Your goal → In the perfume thread, why does brooklynAnn keep using Beautiful even though she changes her everyday fragrance every year? Answer in one to three sentences.

··· Text passage ···

For a lady, however, I always thought that Oscar de la Renta was simply intoxicating; but since my RSXW always wore it as her trademark fragrance, I can't say that I'm really dying to ever smell it again!*
_Posted via Mobile Device_


----------



## SunnyT (Jun 22, 2011)

I am so not picky when it comes to perfume. My sweetie gave me a big bottle of Euphoria which I am using....I didn't like it at first, maybe it was stronger than I'm used to, but it made me think of old lady perfume. Its grown on me though. I also don't seem to smell myself very much, though I have pretty good nose and usually smell other peoples' scents. 

I loved Beyonce' ....daughter gave it to me. I don't buy perfume for myself. Maybe I should. Pick my own scent. 

I was walking with my 4 year old grand daughter one day and she commented about how I smell. She said "You just smell like Granny." I asked what Granny smells like.... (LOL, afraid of the answer!) she said, "peppermint and coconut". Perfect. Two of my favorites. 


Not sure what H uses....but he smells like cookies. It's wonderful!  Makes me want to eat him. Lol...I think he GETS me.


----------



## Blondilocks (Jul 4, 2013)

I'm always out of the loop on colognes. Used to love Chanel No. 5 but it changed on me. Loved, loved, loved Enjoli by Revlon. It hasn't been produced in years. Fortunately, the year it stopped my Husband stockpiled every bottle he could get his hands on. Now, that I'm looking for a new one, my Mom sends me a bottle of Arpege (which is also discontinued).

Guess I'll have to bite the bullet and go on a sniff run.


----------



## brooklynAnn (Jun 29, 2015)

When I turned 18, my aunty gave me a bottle of Beautiful, it my signature fragrance now. 

But for everyday around the house it's Chanel's Coco Mademoiselle, it's light and fresh. 

For sexy times, I use Tresor. 

I love to collect perfumes and tend to change my everyday fragrance every year. But I always stay with Beautiful because it's such a wonderful smell that stays. Also, my kids and husband keeps me well stocked.

··· Supplied records ···

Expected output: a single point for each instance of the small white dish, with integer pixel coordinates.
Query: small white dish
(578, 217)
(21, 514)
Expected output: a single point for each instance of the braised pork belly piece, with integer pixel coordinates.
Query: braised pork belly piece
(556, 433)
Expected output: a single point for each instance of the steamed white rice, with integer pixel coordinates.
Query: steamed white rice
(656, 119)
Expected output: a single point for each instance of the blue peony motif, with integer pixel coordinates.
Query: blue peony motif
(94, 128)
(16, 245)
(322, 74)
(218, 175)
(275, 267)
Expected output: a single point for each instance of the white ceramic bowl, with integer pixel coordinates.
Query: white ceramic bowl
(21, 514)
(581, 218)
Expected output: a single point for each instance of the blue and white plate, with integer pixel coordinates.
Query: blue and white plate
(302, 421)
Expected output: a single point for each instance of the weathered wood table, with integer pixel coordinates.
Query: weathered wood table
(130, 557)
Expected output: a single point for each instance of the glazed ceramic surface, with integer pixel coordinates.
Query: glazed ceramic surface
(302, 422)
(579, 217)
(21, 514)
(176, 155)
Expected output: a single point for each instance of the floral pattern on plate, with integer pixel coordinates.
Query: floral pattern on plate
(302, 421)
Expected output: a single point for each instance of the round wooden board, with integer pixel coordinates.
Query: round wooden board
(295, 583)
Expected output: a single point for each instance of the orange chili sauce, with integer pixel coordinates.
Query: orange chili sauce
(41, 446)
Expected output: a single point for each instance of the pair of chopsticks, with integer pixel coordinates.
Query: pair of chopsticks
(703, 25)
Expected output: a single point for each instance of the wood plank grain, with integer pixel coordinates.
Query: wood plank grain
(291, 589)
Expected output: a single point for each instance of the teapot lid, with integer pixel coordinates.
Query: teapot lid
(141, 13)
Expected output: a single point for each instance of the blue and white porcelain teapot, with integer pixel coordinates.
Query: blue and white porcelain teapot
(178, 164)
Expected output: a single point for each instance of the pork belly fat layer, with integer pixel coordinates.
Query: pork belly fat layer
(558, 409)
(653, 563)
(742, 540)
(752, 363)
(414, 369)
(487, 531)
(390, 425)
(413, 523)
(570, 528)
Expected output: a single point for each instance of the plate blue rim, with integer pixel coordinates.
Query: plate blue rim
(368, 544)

···

Full answer → She says Beautiful is such a wonderful smell that stays. She adds that her kids and husband keep her well stocked with it.